▸ **PROBLEM TO SOLVE**: Reproduce only the lines that run from the line with "the green tree" to the last line of the material, both ends included, exactly as they appear.
+++ RECORDED INFORMATION
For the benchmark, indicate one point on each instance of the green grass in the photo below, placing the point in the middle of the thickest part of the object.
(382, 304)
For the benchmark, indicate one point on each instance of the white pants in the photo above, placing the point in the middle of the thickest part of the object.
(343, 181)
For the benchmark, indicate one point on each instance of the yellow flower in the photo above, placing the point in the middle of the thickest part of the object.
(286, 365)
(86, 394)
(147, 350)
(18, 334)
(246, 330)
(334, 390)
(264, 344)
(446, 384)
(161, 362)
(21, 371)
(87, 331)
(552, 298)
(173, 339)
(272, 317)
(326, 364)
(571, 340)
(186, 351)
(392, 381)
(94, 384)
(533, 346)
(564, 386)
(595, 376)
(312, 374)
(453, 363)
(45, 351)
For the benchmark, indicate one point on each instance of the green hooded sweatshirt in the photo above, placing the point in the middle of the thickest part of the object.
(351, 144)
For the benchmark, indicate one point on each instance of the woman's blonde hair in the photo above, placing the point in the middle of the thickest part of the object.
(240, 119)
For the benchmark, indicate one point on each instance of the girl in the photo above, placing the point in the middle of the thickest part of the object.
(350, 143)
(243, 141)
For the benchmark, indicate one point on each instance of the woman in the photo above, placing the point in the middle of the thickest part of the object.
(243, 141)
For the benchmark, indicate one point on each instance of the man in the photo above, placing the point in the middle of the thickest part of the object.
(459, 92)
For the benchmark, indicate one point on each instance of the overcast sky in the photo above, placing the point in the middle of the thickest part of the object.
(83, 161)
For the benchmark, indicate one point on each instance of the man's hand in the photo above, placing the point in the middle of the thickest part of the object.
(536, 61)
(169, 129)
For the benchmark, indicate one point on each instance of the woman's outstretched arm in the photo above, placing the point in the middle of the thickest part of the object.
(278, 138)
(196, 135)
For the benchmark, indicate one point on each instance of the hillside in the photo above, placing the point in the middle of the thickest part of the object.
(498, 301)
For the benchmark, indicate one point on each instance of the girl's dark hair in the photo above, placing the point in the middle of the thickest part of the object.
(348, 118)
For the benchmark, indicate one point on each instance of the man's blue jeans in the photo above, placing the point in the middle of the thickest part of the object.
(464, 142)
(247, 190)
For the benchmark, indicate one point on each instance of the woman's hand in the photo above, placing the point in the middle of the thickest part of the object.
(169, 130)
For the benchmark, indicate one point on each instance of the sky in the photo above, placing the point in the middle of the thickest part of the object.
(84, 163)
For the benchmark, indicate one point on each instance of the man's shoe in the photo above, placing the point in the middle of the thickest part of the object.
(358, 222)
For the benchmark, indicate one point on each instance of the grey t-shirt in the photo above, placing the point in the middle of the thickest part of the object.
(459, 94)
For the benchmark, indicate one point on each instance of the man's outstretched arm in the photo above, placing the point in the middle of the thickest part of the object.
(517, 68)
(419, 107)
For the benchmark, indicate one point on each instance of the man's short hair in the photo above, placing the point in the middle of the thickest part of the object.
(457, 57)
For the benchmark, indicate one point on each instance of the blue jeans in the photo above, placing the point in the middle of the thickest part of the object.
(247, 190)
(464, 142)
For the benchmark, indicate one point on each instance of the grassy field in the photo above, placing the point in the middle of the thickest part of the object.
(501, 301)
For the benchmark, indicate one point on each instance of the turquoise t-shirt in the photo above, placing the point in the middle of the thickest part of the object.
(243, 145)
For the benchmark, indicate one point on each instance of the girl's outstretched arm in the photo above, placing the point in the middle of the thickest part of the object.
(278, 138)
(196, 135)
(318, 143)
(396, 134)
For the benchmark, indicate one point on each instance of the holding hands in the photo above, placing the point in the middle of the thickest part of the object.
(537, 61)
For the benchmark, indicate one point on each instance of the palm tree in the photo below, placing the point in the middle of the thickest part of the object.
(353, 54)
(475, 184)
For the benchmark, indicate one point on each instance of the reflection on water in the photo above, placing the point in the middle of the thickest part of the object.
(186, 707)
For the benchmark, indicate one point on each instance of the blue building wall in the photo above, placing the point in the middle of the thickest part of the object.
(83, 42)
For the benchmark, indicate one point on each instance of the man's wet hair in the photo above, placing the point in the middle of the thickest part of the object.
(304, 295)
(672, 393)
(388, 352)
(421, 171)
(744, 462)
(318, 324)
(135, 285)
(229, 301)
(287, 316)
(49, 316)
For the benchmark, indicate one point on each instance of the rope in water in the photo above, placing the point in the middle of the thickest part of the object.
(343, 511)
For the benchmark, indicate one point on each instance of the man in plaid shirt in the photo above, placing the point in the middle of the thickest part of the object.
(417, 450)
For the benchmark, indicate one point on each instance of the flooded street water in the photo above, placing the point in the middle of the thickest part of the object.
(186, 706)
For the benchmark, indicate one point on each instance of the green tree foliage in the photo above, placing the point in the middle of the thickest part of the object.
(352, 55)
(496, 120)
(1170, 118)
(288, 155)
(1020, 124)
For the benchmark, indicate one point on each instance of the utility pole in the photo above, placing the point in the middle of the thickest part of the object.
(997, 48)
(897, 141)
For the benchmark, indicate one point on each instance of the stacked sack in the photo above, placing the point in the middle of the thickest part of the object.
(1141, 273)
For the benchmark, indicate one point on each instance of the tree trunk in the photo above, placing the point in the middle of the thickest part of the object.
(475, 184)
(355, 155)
++++++
▸ **CORRECT RESULT**:
For the benchmark, indicate one point on each instance of the green tree foliage in the photo above, placing the point in the middle of the thickest part of the object.
(352, 55)
(496, 120)
(1170, 118)
(288, 155)
(1020, 124)
For the benchmark, indicate one point on each instance of the utility pole in the photo above, placing the point in the middle of the thickest part of the object.
(997, 48)
(897, 141)
For the benchmark, indicate one point on each instance of the stacked sack in the photo above, placing the point in the middle of the thickest part of the object.
(1141, 273)
For the benchmark, indicate one point on each instance of the tree trunk in the photo above, placing the point in the middle of the thickest part of the object.
(475, 184)
(355, 155)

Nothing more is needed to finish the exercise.